── INPUT DATA
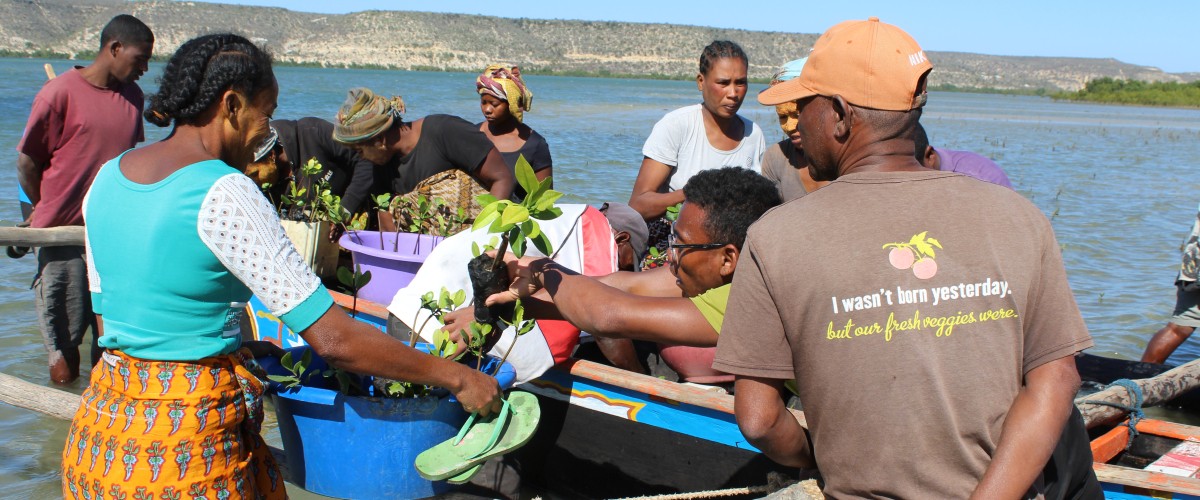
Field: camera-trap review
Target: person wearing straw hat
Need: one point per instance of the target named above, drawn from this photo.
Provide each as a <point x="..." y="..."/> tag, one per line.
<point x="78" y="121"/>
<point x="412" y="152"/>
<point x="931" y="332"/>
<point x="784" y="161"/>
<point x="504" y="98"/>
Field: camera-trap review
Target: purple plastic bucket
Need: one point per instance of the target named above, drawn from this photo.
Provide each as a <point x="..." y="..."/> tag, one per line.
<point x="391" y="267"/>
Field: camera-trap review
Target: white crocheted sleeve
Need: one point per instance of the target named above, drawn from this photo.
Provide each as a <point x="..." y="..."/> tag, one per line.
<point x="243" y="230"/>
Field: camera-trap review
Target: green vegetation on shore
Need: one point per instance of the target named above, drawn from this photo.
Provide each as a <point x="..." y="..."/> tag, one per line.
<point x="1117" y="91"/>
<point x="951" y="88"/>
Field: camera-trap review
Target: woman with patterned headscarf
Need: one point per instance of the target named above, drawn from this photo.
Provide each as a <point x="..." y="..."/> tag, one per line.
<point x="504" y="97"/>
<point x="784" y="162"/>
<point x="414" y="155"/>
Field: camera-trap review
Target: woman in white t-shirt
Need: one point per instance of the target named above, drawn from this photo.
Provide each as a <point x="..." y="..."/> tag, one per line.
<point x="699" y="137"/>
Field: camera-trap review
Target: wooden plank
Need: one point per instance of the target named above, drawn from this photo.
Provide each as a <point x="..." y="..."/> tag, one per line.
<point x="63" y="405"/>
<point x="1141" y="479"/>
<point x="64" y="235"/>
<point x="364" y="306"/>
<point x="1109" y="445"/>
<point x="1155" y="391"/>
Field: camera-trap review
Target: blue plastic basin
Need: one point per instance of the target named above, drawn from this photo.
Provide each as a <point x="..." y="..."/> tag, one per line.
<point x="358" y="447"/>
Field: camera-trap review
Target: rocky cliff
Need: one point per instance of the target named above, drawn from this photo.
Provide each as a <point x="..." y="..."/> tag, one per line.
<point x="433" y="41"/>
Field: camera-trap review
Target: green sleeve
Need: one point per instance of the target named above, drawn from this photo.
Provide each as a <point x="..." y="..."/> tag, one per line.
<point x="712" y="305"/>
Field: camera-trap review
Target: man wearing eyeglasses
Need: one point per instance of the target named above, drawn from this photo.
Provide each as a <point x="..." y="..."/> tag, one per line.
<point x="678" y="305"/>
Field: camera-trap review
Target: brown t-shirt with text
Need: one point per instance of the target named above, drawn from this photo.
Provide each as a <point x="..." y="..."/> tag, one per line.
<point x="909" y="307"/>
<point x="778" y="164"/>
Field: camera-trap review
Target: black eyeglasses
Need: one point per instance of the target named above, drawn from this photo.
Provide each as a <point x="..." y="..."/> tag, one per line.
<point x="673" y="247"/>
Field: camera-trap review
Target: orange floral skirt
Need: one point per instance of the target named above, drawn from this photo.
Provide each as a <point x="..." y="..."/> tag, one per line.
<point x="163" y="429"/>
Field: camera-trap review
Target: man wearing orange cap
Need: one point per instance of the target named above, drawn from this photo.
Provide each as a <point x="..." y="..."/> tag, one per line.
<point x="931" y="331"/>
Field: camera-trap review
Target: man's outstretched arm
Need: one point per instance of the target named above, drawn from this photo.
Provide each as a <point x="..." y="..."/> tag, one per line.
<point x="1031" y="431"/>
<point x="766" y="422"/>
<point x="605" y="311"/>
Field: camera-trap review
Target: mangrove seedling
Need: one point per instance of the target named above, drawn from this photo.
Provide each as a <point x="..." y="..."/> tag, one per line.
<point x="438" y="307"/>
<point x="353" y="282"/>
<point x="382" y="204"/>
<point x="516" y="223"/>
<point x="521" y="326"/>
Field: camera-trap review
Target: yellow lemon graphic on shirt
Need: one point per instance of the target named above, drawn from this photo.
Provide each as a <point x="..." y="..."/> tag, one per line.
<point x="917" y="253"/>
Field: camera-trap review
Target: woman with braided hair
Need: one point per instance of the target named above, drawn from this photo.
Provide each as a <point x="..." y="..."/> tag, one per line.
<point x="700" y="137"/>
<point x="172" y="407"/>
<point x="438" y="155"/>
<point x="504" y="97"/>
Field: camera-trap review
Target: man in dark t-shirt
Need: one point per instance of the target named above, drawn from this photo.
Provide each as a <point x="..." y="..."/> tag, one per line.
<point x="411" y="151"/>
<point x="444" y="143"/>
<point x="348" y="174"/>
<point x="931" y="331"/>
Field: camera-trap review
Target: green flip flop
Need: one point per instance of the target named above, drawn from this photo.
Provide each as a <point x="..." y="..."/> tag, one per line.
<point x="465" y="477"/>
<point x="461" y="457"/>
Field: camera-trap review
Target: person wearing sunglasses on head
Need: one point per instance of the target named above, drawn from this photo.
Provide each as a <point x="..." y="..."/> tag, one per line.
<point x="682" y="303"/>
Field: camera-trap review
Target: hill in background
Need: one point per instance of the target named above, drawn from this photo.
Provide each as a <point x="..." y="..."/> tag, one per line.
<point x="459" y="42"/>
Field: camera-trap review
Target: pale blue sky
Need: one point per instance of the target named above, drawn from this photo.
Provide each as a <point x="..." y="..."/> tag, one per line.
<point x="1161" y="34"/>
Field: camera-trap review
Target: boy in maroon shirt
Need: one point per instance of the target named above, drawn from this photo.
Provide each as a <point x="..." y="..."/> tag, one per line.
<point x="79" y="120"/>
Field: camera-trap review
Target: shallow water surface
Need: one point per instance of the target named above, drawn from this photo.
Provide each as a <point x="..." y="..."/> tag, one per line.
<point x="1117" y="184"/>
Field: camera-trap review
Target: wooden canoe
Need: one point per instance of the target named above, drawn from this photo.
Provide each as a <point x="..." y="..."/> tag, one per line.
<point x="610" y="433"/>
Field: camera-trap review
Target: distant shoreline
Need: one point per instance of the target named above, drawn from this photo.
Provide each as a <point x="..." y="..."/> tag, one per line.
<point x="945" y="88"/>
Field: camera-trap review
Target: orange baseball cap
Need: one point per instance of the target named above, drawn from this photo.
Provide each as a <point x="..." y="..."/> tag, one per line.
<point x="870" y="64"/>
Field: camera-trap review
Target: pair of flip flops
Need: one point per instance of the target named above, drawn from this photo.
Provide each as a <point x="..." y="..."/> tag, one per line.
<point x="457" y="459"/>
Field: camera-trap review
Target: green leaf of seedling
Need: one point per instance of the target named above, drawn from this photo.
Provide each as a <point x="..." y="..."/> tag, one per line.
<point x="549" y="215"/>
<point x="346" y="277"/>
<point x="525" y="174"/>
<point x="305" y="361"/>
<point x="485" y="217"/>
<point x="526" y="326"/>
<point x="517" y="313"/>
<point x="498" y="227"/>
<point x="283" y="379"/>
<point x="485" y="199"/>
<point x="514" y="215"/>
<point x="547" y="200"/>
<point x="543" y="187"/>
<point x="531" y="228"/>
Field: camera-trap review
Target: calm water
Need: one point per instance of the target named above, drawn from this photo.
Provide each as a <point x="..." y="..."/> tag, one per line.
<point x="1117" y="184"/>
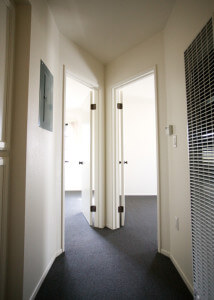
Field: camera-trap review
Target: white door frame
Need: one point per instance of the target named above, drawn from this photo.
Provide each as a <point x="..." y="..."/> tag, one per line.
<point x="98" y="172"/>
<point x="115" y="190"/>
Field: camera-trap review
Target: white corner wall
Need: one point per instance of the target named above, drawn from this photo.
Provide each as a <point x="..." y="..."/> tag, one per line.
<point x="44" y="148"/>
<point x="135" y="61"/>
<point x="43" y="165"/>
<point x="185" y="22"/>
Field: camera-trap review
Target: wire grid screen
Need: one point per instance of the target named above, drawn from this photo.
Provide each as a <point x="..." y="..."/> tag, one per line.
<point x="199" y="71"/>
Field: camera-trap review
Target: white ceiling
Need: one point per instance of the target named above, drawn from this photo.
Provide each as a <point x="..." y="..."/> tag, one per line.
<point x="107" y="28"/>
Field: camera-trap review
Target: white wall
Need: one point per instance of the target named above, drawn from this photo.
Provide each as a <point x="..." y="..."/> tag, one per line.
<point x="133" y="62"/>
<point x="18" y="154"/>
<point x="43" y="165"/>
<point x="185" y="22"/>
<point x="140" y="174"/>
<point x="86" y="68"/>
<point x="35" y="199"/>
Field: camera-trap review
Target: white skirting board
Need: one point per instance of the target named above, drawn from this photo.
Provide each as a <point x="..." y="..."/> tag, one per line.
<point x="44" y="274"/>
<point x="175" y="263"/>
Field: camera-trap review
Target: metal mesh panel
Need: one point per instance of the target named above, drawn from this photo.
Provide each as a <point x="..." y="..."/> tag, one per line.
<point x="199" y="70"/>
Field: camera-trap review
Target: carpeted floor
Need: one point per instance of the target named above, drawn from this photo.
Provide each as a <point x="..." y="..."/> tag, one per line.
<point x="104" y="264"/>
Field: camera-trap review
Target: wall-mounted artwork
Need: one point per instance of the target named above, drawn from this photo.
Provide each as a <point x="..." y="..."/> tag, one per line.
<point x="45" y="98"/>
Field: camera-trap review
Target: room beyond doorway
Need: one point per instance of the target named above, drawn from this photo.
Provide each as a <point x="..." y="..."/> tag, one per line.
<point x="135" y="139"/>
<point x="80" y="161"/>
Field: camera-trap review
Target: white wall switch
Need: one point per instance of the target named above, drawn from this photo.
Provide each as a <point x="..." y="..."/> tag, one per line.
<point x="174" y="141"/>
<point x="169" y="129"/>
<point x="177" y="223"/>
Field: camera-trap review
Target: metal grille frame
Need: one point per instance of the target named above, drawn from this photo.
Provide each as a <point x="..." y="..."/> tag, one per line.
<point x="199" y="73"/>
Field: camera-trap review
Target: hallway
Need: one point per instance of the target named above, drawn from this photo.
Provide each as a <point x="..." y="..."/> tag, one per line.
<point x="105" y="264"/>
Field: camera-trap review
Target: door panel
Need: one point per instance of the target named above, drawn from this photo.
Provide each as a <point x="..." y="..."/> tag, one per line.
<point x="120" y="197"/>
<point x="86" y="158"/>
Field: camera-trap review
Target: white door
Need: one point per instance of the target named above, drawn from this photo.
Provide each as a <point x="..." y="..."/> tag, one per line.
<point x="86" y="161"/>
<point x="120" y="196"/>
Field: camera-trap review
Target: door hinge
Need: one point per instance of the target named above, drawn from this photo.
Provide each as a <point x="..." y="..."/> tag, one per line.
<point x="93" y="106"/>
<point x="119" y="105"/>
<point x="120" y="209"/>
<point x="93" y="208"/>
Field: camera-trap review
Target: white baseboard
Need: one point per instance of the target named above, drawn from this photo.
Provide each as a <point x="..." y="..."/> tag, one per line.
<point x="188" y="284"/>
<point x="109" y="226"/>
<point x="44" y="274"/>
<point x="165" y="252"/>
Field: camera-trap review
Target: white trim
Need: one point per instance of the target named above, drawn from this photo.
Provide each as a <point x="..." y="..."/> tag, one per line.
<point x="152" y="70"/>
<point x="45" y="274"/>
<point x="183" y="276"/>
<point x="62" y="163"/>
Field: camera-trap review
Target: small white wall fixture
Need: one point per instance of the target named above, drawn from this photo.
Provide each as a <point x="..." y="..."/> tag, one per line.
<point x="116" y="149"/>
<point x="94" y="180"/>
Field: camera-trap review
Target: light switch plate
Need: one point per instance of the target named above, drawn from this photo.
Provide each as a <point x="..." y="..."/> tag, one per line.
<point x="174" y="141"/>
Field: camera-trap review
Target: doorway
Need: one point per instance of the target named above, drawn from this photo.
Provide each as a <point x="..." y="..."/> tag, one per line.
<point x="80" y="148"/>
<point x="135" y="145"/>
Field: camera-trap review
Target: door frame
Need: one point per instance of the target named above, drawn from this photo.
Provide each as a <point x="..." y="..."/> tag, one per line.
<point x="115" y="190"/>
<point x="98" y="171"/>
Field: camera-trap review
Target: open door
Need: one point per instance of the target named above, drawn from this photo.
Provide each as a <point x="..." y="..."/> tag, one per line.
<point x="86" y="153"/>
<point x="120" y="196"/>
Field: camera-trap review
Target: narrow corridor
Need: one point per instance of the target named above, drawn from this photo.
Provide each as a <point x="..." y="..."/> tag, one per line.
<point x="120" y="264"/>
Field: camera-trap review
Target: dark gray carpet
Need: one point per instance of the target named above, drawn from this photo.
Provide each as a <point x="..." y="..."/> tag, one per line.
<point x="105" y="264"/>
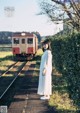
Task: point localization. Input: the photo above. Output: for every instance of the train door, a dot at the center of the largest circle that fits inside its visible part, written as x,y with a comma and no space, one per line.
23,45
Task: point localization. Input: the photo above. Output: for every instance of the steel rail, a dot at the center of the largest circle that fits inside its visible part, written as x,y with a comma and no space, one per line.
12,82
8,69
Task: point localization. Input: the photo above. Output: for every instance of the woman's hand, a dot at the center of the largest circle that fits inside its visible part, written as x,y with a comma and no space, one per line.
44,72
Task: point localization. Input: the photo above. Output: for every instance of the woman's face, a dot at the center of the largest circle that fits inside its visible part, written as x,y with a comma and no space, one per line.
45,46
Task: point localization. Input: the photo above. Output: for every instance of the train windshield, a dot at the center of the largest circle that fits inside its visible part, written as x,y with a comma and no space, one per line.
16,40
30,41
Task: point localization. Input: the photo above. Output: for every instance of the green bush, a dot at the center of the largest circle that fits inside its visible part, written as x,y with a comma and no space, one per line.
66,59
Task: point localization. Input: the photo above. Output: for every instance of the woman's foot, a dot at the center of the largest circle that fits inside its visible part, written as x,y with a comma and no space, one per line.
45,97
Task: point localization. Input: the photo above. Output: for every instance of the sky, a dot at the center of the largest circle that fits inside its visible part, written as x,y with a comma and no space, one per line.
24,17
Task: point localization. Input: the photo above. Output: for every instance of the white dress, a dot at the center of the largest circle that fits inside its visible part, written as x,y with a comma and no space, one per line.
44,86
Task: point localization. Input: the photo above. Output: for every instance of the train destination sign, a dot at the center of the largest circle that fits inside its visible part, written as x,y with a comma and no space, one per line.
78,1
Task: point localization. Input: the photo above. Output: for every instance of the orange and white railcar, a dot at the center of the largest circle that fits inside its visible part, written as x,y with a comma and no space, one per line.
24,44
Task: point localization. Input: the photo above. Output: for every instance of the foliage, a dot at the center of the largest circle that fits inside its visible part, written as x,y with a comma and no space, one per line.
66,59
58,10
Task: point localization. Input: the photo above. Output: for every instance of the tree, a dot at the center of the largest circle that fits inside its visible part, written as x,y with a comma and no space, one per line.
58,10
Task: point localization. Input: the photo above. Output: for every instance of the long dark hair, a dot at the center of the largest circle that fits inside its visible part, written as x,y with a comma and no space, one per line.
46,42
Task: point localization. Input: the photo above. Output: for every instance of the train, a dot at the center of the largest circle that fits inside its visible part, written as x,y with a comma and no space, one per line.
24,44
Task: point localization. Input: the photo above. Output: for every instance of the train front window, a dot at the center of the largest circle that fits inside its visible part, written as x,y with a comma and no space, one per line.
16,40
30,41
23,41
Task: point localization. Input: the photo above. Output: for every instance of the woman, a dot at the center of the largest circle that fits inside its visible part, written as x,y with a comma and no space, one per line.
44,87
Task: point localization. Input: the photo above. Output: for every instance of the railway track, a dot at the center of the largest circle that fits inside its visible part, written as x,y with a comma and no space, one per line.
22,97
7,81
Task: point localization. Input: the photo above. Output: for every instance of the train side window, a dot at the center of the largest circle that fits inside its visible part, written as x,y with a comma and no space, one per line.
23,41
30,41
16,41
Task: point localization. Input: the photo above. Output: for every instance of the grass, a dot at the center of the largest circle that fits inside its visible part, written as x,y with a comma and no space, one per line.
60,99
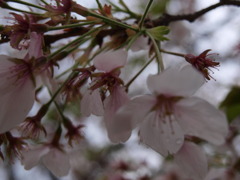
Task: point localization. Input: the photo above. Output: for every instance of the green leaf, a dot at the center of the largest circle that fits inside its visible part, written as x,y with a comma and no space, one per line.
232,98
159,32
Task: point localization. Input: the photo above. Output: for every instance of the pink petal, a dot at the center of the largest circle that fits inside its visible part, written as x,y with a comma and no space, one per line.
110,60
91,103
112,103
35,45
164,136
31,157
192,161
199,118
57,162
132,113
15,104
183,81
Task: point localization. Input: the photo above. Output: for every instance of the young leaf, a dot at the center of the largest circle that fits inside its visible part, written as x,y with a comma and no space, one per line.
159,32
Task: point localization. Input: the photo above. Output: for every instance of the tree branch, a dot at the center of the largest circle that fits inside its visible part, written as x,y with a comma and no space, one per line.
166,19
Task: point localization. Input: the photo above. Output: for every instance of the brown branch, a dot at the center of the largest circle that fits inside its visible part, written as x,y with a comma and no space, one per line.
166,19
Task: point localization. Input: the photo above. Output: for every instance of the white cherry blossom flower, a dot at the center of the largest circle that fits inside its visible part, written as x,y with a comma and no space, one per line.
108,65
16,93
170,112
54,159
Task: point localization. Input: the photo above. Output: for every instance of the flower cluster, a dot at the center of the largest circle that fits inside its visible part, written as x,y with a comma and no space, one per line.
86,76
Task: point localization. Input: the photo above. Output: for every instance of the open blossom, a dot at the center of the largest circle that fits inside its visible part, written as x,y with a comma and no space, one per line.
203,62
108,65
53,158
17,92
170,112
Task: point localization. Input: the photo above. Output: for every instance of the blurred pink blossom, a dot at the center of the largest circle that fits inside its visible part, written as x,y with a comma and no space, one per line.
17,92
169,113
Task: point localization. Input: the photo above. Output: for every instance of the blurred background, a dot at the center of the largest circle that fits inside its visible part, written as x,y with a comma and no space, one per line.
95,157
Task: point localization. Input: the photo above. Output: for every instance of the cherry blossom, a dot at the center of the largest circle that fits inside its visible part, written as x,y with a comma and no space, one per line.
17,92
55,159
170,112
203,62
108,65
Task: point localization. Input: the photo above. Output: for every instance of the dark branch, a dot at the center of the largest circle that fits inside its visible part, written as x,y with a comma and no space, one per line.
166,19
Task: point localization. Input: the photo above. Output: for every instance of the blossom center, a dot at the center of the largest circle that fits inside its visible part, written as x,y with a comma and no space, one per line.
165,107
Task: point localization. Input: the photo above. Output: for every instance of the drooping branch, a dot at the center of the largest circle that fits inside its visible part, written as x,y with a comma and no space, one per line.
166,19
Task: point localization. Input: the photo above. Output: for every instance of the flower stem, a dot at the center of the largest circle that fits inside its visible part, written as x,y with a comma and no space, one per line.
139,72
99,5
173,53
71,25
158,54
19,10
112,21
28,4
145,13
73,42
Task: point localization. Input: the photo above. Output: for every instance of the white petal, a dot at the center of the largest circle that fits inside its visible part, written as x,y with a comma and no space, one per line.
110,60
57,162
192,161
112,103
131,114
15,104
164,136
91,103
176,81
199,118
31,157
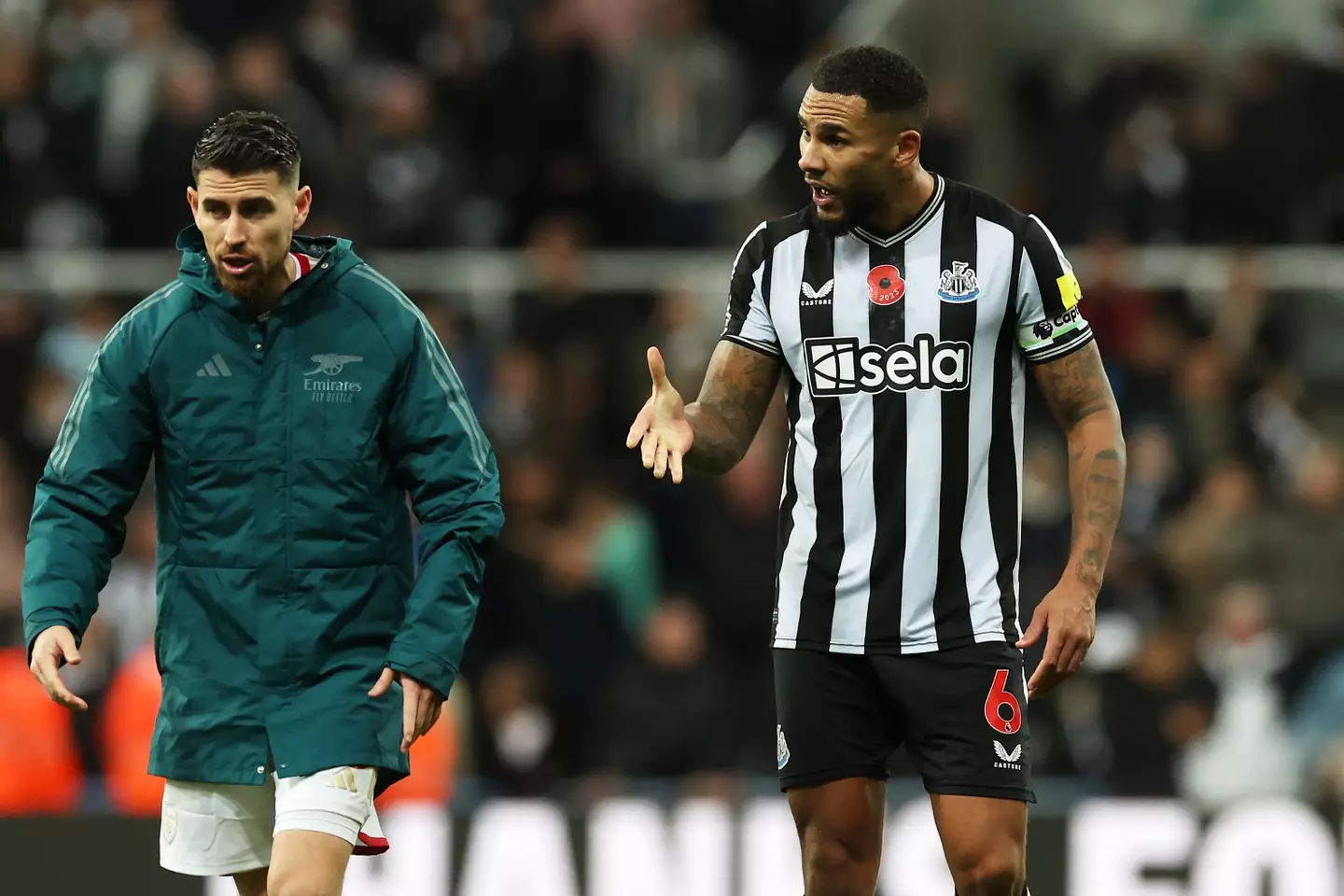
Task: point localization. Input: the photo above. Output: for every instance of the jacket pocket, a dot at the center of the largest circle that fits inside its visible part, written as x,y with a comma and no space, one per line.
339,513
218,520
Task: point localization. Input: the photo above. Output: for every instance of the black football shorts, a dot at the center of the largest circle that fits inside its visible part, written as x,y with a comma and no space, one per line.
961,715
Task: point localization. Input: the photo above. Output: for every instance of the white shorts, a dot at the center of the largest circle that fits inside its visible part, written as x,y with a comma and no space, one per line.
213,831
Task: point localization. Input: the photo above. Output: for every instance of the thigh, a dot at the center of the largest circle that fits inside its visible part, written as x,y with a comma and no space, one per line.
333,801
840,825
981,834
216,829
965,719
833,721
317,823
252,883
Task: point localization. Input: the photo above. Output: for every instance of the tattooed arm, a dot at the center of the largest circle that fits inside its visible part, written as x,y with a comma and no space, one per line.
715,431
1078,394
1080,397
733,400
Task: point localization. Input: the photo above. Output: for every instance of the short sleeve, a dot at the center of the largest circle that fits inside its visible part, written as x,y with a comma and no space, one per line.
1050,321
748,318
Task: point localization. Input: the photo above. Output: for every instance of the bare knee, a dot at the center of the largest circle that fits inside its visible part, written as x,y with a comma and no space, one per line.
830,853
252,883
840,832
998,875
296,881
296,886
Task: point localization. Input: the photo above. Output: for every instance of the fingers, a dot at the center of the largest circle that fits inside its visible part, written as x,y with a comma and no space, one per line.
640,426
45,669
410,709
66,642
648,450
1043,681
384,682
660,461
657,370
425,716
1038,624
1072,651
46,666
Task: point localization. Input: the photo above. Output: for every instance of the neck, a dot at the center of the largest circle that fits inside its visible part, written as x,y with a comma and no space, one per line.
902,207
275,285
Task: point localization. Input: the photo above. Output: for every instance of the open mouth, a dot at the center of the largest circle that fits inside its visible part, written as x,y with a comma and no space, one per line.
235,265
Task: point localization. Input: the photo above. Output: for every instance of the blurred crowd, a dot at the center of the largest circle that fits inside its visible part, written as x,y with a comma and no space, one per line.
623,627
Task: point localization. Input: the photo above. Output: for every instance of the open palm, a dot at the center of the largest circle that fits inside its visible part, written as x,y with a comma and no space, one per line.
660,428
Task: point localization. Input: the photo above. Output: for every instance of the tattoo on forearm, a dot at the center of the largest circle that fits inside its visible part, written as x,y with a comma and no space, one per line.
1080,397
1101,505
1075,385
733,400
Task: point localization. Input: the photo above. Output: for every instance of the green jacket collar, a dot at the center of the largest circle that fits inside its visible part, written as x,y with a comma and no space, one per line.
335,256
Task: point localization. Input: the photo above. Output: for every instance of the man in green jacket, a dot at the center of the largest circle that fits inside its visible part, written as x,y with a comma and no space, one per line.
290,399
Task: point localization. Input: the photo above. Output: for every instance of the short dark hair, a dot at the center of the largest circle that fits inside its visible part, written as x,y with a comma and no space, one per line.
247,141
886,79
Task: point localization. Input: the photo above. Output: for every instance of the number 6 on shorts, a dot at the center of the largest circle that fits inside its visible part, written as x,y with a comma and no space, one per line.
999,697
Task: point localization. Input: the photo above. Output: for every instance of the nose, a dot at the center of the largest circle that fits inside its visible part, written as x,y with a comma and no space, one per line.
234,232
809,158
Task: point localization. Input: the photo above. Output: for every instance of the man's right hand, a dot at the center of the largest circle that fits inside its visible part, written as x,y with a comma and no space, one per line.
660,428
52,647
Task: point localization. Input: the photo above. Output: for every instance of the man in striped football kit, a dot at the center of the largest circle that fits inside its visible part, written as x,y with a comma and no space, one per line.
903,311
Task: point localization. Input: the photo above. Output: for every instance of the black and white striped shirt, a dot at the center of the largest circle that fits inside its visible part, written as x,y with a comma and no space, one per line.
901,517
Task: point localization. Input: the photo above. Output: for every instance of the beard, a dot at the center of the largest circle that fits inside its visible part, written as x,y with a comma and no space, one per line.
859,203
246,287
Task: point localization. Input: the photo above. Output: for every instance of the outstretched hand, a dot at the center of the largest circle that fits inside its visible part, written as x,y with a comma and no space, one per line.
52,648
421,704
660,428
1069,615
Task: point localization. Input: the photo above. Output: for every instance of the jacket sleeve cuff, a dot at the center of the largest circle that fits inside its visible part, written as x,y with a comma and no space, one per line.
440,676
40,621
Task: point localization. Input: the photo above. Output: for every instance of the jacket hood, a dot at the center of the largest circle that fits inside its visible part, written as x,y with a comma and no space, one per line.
────
• **PROBLEM DETAILS**:
Starting with the line that contains "man in striped", return each line through the last one of the data above, exactly as written and nothing more.

• **EXERCISE OUTPUT**:
Task: point localization. Input: the photo above. Output: for every instance of the man in striped football kit, a dot at the center of the largest circle that fits inside its visible part, written as x,y with a comma and no space, one per line.
903,311
Task: point localization. Input: the photo above. Output: for every instance of the black and white striped shirt, a dot at the center of the largest circle that fits inside its visible part, written as x,y with a comma and no space, one per line.
901,517
Task: point localization. Input: the photo above. Output: for every instance of the beard, a dot at the center of the largest circle that fits inside its visible part, written as x,y with a comma and no space, one per line.
859,203
246,287
Task: point localization. Input: the photo above. Output: for every instance of the outstretched hand, a dot at the center of the largest circle that fits inside its visible part, written as x,y with a comma and no space, one per line.
52,648
421,704
660,428
1069,615
Task: point localization. Input: the photo above. Output: for every instance of the jacket sleeve cuff, a dot at the center of the largest circle that fits inside its visible part, written as x,y with a comma and no space, one per line.
440,676
40,621
Task: point localization. Input: the photo above. Output: for every instance of the jacket hood, a dot at the center of the largest circle that fits inside its visible part, written as x,y with a comma and no space, one per line.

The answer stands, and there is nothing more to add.